**INPUT**
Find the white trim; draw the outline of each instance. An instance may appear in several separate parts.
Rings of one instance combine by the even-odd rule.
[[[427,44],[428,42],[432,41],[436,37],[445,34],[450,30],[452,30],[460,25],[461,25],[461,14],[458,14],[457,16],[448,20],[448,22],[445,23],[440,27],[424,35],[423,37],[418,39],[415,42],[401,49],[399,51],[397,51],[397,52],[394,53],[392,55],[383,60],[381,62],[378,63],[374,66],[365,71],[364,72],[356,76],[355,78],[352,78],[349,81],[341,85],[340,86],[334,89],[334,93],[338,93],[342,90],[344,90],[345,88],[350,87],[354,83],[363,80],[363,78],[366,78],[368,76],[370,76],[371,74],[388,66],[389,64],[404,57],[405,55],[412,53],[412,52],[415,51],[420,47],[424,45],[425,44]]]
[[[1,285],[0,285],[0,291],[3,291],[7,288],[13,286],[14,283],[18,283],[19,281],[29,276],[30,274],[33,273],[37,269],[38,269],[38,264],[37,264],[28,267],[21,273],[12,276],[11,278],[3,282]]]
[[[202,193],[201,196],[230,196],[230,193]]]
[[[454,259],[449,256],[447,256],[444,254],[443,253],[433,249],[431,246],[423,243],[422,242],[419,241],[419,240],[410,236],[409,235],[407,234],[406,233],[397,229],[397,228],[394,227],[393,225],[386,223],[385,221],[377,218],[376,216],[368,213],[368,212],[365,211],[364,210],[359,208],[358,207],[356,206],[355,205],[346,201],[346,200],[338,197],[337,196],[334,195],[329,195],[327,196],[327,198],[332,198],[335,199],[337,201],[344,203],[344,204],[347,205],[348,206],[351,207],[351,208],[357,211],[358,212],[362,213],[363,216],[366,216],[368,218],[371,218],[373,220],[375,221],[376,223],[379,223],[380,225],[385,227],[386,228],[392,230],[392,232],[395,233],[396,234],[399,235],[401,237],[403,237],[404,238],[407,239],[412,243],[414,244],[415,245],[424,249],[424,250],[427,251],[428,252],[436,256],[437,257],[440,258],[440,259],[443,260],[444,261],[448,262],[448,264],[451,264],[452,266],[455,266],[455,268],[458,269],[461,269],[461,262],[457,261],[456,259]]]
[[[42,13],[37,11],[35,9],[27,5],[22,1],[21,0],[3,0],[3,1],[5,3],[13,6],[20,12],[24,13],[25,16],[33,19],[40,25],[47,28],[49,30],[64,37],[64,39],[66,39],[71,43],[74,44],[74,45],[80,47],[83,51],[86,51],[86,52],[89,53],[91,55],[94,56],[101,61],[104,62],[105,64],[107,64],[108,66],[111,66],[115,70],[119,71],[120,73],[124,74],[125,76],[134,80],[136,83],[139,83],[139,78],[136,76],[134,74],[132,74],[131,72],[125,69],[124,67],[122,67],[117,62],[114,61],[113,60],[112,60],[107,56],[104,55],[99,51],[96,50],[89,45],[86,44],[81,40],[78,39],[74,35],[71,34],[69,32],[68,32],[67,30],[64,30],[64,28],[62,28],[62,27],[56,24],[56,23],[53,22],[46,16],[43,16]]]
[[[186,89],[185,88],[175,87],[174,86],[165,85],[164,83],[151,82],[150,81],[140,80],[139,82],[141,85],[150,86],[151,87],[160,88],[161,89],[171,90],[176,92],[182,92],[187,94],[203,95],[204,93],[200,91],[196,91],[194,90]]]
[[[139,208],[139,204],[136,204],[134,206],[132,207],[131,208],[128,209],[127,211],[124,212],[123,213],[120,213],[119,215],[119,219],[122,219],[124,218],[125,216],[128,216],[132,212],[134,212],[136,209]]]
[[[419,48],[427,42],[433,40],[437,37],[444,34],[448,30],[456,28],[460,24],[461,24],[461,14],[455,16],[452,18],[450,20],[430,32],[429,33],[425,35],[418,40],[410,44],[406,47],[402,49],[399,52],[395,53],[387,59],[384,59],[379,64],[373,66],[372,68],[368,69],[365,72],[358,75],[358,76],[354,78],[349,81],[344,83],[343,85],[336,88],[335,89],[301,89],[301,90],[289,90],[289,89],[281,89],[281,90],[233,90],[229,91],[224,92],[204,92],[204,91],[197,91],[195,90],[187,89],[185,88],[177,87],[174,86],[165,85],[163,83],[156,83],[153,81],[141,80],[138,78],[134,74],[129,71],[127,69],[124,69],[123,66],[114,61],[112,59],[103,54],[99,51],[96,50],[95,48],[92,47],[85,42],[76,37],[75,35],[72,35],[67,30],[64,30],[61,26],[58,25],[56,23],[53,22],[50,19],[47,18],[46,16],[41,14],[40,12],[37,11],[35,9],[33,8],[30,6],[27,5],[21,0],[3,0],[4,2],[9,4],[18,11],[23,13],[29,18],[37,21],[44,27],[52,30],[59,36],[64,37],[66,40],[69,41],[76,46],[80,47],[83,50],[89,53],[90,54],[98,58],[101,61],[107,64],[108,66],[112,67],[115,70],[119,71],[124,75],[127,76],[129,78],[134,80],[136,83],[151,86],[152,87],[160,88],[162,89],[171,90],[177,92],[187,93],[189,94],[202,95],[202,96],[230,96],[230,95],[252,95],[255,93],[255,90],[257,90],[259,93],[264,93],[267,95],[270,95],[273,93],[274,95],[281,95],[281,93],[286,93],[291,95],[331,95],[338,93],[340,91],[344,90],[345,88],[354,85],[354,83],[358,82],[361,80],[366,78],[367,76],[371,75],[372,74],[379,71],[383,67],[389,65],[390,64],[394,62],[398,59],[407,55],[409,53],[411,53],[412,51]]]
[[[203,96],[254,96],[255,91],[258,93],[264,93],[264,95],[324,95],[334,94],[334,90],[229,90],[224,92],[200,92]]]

**WHAT YOU NEED TO DO**
Quote the data above verbatim, from the first line through the last.

**PROBLEM SOLUTION**
Find the white trim; draw the outline of each instance. An instance may appear in several separate parts.
Rings of one instance combine by the even-odd rule.
[[[427,44],[428,42],[432,41],[436,37],[445,34],[450,30],[452,30],[460,25],[461,25],[461,14],[458,14],[457,16],[448,20],[448,22],[445,23],[440,27],[424,35],[423,37],[418,39],[415,42],[401,49],[399,51],[397,51],[397,52],[394,53],[392,55],[383,60],[381,62],[378,63],[374,66],[365,71],[364,72],[356,76],[355,78],[352,78],[349,81],[341,85],[340,86],[334,89],[334,93],[338,93],[342,90],[344,90],[345,88],[350,87],[354,83],[363,80],[363,78],[366,78],[368,76],[370,76],[371,74],[388,66],[389,64],[404,57],[405,55],[412,53],[412,52],[415,51],[420,47],[424,45],[425,44]]]
[[[1,285],[0,285],[0,291],[3,291],[7,288],[13,286],[14,283],[18,283],[19,281],[29,276],[30,274],[33,273],[37,269],[38,269],[38,264],[37,264],[28,267],[21,273],[12,276],[11,278],[3,282]]]
[[[202,193],[201,196],[230,196],[230,193]]]
[[[454,259],[449,256],[447,256],[444,254],[443,253],[433,249],[431,246],[423,243],[422,242],[419,241],[419,240],[410,236],[409,235],[407,234],[406,233],[397,229],[397,228],[394,227],[393,225],[386,223],[385,221],[377,218],[376,216],[368,213],[368,212],[365,211],[364,210],[359,208],[358,207],[356,206],[355,205],[346,201],[346,200],[338,197],[337,196],[334,195],[329,195],[327,196],[327,198],[332,198],[335,199],[337,201],[344,203],[344,204],[347,205],[348,206],[351,207],[351,208],[357,211],[358,212],[362,213],[363,216],[366,216],[368,218],[371,218],[373,220],[375,221],[376,223],[379,223],[380,225],[385,227],[386,228],[392,230],[392,232],[395,233],[396,234],[399,235],[401,237],[403,237],[404,238],[407,239],[412,243],[414,244],[415,245],[424,249],[424,250],[427,251],[428,252],[436,256],[437,257],[440,258],[440,259],[443,260],[444,261],[448,262],[448,264],[451,264],[452,266],[455,266],[455,268],[458,269],[461,269],[461,262],[457,261],[456,259]]]
[[[42,13],[37,11],[35,9],[27,5],[22,1],[21,0],[3,0],[3,1],[5,3],[13,6],[20,12],[24,13],[25,16],[33,19],[40,25],[47,28],[49,30],[64,37],[64,39],[66,39],[71,43],[74,44],[74,45],[80,47],[83,51],[86,51],[86,52],[89,53],[91,55],[94,56],[101,61],[104,62],[105,64],[107,64],[108,66],[111,66],[115,70],[119,71],[120,73],[124,74],[125,76],[134,80],[136,83],[139,83],[139,78],[136,76],[134,74],[132,74],[131,72],[125,69],[124,67],[122,67],[117,62],[114,61],[113,60],[112,60],[107,56],[104,55],[99,51],[96,50],[89,45],[86,44],[81,40],[78,39],[74,35],[71,34],[69,32],[68,32],[67,30],[64,30],[64,28],[62,28],[62,27],[56,24],[56,23],[53,22],[46,16],[43,16]]]
[[[186,89],[185,88],[175,87],[174,86],[165,85],[164,83],[151,82],[150,81],[140,80],[139,82],[141,85],[150,86],[151,87],[160,88],[161,89],[171,90],[176,92],[182,92],[187,94],[203,95],[204,93],[200,91],[196,91],[194,90]]]
[[[139,208],[139,204],[136,204],[134,206],[132,207],[131,208],[128,209],[127,211],[124,212],[123,213],[120,213],[119,215],[119,219],[122,219],[124,218],[125,216],[128,216],[132,212],[134,212],[136,209]]]
[[[419,48],[427,42],[433,40],[437,37],[444,34],[448,30],[456,28],[460,24],[461,24],[461,14],[455,16],[452,18],[450,20],[430,32],[429,33],[425,35],[418,40],[410,44],[406,47],[402,49],[399,52],[395,53],[387,59],[384,59],[379,64],[373,66],[372,68],[368,69],[365,72],[358,75],[358,76],[354,78],[349,81],[344,83],[343,85],[336,88],[335,89],[301,89],[301,90],[289,90],[289,89],[281,89],[281,90],[233,90],[229,91],[224,92],[204,92],[204,91],[197,91],[195,90],[187,89],[185,88],[177,87],[174,86],[165,85],[163,83],[156,83],[153,81],[141,80],[138,78],[134,74],[129,71],[127,69],[124,69],[123,66],[114,61],[112,59],[103,54],[99,51],[96,50],[95,48],[92,47],[85,42],[76,37],[75,35],[72,35],[67,30],[64,30],[61,26],[58,25],[56,23],[53,22],[50,19],[47,18],[46,16],[41,14],[40,12],[37,11],[35,9],[33,8],[30,6],[27,5],[21,0],[3,0],[4,2],[9,4],[18,11],[23,13],[29,18],[37,21],[44,27],[52,30],[59,36],[64,37],[66,40],[69,41],[76,46],[80,47],[83,50],[89,53],[90,54],[98,58],[101,61],[107,64],[108,66],[112,67],[115,70],[119,71],[124,75],[127,76],[129,78],[134,80],[136,83],[151,86],[152,87],[160,88],[162,89],[171,90],[177,92],[187,93],[189,94],[202,95],[202,96],[230,96],[230,95],[252,95],[255,93],[255,90],[257,90],[259,93],[264,93],[267,95],[270,95],[273,93],[274,95],[281,95],[281,93],[286,93],[291,95],[331,95],[338,93],[340,91],[344,90],[345,88],[354,85],[354,83],[358,82],[361,80],[366,78],[367,76],[371,75],[372,74],[379,71],[383,67],[389,65],[390,64],[394,62],[398,59],[407,55],[409,53],[411,53],[412,51]]]
[[[203,96],[254,96],[255,91],[258,93],[264,93],[264,95],[324,95],[334,94],[334,90],[229,90],[224,92],[200,92]]]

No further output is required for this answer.